Dataset records about object locations
········
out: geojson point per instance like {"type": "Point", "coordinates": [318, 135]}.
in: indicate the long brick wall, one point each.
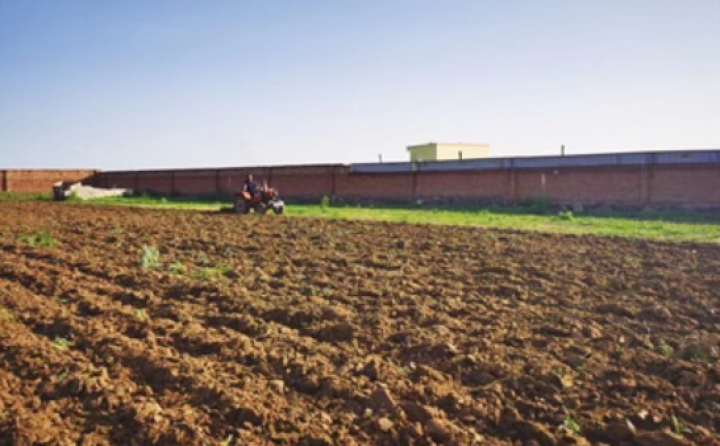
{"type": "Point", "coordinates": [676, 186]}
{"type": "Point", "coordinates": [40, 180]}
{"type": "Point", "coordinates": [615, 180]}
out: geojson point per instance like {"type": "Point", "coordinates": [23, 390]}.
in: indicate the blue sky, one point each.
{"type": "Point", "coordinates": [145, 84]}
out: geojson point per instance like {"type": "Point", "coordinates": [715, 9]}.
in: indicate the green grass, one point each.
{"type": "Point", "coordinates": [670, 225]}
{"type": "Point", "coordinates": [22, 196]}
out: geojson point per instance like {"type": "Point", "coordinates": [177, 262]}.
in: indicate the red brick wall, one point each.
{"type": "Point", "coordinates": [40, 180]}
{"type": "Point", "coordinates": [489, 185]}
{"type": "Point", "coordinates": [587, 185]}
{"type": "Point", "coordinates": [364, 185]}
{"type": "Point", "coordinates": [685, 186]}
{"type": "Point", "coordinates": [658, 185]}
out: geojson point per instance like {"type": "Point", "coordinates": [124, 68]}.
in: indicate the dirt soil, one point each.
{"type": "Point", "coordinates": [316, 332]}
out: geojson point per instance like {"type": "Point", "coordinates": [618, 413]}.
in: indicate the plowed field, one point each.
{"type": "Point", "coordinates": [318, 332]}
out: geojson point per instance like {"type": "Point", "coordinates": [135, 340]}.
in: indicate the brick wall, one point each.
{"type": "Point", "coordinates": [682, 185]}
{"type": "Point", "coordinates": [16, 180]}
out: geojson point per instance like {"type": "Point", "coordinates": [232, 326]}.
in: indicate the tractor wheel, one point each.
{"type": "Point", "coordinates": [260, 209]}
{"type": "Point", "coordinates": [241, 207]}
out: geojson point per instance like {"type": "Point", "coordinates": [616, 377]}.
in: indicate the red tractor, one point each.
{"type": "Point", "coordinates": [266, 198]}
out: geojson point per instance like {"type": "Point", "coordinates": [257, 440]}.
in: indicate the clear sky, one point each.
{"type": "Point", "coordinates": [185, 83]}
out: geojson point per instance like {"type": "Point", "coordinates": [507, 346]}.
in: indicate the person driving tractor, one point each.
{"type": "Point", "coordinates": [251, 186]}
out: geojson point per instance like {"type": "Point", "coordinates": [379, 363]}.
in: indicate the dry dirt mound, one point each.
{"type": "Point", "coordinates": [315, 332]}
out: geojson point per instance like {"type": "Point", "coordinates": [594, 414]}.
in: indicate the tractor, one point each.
········
Exercise prompt
Write out all the entries exactly, except for the pictures.

Complete response
out: geojson point per instance like {"type": "Point", "coordinates": [318, 135]}.
in: indicate the long brick wall, one point each.
{"type": "Point", "coordinates": [676, 186]}
{"type": "Point", "coordinates": [40, 180]}
{"type": "Point", "coordinates": [615, 180]}
out: geojson point per instance like {"type": "Point", "coordinates": [23, 390]}.
in: indicate the blue sky, one point each.
{"type": "Point", "coordinates": [145, 84]}
out: geojson point per instance like {"type": "Point", "coordinates": [715, 9]}.
in: indicate the green grass, one point each.
{"type": "Point", "coordinates": [670, 225]}
{"type": "Point", "coordinates": [22, 196]}
out: geojson point per instance like {"type": "Point", "coordinates": [177, 262]}.
in: indicate the red brick wall, one point each.
{"type": "Point", "coordinates": [40, 180]}
{"type": "Point", "coordinates": [489, 185]}
{"type": "Point", "coordinates": [587, 185]}
{"type": "Point", "coordinates": [364, 185]}
{"type": "Point", "coordinates": [685, 186]}
{"type": "Point", "coordinates": [658, 185]}
out: geojson point per instance like {"type": "Point", "coordinates": [124, 68]}.
in: indicate the dirt soil, one point each.
{"type": "Point", "coordinates": [316, 332]}
out: geojson point per instance like {"type": "Point", "coordinates": [618, 413]}.
in: indicate the plowed field, one point each.
{"type": "Point", "coordinates": [318, 332]}
out: geojson point per instance like {"type": "Point", "coordinates": [135, 340]}.
in: indicate the brick wall, one point each.
{"type": "Point", "coordinates": [682, 185]}
{"type": "Point", "coordinates": [16, 180]}
out: geojson point per instance like {"type": "Point", "coordinates": [232, 326]}.
in: indicate the tractor wheel, one point each.
{"type": "Point", "coordinates": [260, 209]}
{"type": "Point", "coordinates": [241, 207]}
out: geojson point per instance like {"type": "Point", "coordinates": [616, 377]}.
in: indicate the red tractor, one point each.
{"type": "Point", "coordinates": [266, 198]}
out: geojson point per instance like {"type": "Point", "coordinates": [257, 440]}.
in: indicate the clear sky, one point each.
{"type": "Point", "coordinates": [185, 83]}
out: geojson point per instance like {"type": "Point", "coordinates": [507, 346]}.
in: indicate the person driving tractor, one point each.
{"type": "Point", "coordinates": [251, 186]}
out: geojson point per instance like {"type": "Point", "coordinates": [379, 363]}.
in: indicate the dry dirt mound, one point each.
{"type": "Point", "coordinates": [315, 332]}
out: geojson point per instance like {"type": "Point", "coordinates": [594, 414]}.
in: indicate the tractor, one point each.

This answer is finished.